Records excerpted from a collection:
§

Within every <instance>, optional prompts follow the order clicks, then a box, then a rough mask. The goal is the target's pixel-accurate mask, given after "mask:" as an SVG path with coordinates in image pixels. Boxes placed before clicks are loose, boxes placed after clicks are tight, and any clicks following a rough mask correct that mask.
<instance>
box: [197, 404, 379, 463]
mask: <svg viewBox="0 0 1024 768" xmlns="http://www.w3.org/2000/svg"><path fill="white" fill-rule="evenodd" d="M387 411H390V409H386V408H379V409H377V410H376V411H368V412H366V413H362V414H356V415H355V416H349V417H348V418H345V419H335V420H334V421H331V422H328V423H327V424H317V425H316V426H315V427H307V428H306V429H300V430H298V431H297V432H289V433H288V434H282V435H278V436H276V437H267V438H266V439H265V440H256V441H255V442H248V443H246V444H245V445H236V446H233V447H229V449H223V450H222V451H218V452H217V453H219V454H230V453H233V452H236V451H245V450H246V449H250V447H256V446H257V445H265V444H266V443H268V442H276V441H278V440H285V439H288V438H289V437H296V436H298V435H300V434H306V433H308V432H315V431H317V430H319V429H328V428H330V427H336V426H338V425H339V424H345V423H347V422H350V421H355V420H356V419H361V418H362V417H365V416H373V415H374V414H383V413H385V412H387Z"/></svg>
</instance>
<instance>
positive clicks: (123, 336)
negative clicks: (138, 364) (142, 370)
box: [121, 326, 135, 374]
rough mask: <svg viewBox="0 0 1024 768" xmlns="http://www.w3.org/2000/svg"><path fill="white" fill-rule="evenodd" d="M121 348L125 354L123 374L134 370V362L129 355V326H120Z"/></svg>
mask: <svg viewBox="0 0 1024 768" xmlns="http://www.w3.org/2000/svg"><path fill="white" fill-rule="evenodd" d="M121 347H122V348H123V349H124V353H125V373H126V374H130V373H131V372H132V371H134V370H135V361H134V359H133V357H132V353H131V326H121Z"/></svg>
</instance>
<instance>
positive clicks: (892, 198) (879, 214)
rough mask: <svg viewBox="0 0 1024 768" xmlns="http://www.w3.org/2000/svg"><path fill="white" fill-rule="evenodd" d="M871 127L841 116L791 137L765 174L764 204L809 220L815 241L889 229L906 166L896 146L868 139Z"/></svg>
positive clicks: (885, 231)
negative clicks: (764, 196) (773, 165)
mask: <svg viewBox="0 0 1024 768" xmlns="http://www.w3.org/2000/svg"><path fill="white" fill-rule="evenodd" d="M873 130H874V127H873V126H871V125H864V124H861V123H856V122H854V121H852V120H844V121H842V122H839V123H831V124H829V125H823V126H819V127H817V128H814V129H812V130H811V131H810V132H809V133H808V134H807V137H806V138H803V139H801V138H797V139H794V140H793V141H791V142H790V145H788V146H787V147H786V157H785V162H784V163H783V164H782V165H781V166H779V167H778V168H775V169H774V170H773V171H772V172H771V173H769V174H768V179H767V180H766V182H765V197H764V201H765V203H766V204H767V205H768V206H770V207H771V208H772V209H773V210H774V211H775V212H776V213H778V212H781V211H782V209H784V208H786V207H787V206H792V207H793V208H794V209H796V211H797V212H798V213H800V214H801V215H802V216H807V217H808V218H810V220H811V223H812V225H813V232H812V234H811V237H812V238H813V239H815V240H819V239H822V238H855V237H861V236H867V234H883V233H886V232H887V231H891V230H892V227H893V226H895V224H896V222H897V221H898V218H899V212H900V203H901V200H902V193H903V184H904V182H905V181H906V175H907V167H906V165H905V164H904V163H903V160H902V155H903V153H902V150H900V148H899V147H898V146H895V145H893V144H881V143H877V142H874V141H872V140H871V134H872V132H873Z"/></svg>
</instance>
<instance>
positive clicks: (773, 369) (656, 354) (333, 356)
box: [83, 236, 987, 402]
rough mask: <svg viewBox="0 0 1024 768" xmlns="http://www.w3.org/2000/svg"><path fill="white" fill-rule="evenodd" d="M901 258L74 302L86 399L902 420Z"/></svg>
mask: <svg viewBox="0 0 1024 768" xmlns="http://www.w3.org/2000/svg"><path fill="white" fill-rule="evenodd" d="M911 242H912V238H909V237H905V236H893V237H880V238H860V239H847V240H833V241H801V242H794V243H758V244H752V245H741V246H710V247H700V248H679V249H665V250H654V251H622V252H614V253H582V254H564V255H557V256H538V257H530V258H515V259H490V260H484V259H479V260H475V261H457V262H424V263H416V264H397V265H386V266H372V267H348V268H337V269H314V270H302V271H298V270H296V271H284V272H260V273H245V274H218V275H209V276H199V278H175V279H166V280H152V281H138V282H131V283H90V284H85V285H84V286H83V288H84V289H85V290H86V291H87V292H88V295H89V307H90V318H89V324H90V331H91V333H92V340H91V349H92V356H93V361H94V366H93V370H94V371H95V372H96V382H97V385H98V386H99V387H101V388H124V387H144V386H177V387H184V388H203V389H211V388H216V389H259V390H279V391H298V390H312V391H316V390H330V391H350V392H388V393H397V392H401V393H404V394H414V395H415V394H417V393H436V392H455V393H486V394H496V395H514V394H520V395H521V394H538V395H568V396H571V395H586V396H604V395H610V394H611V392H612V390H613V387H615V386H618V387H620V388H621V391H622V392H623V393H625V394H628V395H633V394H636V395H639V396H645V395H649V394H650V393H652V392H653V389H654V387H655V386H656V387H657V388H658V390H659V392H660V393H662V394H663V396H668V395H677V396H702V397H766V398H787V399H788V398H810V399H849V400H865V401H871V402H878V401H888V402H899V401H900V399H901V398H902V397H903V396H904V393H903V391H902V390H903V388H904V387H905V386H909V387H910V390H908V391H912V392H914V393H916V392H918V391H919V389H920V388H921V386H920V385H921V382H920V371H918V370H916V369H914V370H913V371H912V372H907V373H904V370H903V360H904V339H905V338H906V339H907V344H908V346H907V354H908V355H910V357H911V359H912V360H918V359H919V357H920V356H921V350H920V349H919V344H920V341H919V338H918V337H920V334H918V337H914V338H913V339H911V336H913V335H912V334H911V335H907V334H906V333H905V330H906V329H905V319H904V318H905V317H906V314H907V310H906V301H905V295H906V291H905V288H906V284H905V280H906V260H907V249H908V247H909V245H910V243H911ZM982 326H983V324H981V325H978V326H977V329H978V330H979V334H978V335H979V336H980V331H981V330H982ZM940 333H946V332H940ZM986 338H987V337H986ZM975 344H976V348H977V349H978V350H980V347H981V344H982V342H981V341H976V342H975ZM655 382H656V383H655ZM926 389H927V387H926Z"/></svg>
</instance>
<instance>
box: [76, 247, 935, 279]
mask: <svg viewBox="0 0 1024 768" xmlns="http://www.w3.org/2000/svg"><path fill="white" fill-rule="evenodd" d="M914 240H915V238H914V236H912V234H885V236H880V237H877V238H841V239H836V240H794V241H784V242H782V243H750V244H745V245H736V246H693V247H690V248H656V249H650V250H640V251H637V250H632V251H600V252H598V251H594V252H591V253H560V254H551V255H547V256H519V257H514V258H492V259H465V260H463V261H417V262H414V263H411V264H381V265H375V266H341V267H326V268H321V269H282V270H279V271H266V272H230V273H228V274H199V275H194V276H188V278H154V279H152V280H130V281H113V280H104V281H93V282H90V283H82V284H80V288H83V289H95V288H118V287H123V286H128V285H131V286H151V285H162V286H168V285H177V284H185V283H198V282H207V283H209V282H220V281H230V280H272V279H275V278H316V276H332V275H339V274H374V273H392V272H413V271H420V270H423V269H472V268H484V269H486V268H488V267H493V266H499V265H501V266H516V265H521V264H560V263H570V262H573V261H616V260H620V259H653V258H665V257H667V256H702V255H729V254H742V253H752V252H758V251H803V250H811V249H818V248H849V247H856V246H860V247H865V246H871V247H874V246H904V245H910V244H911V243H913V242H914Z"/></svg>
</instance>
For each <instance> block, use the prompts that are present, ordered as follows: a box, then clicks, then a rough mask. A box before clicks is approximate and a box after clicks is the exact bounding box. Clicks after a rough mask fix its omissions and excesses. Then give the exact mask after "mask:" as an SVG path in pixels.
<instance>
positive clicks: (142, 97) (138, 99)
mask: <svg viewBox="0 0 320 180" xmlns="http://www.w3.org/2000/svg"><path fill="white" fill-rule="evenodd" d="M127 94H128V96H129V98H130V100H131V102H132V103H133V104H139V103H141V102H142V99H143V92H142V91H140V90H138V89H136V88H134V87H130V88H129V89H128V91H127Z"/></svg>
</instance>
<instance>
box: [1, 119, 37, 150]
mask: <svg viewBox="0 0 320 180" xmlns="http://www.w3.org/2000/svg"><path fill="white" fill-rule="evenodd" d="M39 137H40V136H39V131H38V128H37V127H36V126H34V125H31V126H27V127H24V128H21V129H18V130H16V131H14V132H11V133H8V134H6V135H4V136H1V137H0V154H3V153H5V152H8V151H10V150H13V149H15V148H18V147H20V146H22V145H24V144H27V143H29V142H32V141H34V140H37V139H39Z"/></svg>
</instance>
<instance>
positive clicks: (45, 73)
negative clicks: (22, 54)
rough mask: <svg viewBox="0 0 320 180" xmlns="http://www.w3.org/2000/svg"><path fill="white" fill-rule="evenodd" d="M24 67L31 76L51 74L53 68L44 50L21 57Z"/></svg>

§

What you give back should be only the lines of the records above, starting at the line with "positive clicks: (123, 336)" and ending at the line with "positive clicks: (892, 198) (879, 214)", restated word for word.

positive clicks: (123, 336)
negative clicks: (138, 364) (142, 370)
box: [121, 326, 135, 374]
rough mask: <svg viewBox="0 0 1024 768" xmlns="http://www.w3.org/2000/svg"><path fill="white" fill-rule="evenodd" d="M121 348L125 354L123 374L134 370V362L129 355V326H120Z"/></svg>
mask: <svg viewBox="0 0 1024 768" xmlns="http://www.w3.org/2000/svg"><path fill="white" fill-rule="evenodd" d="M121 347H122V348H123V349H124V353H125V373H126V374H130V373H131V372H132V371H134V370H135V361H134V359H133V357H132V353H131V326H121Z"/></svg>
</instance>
<instance>
positive clicks: (892, 198) (879, 214)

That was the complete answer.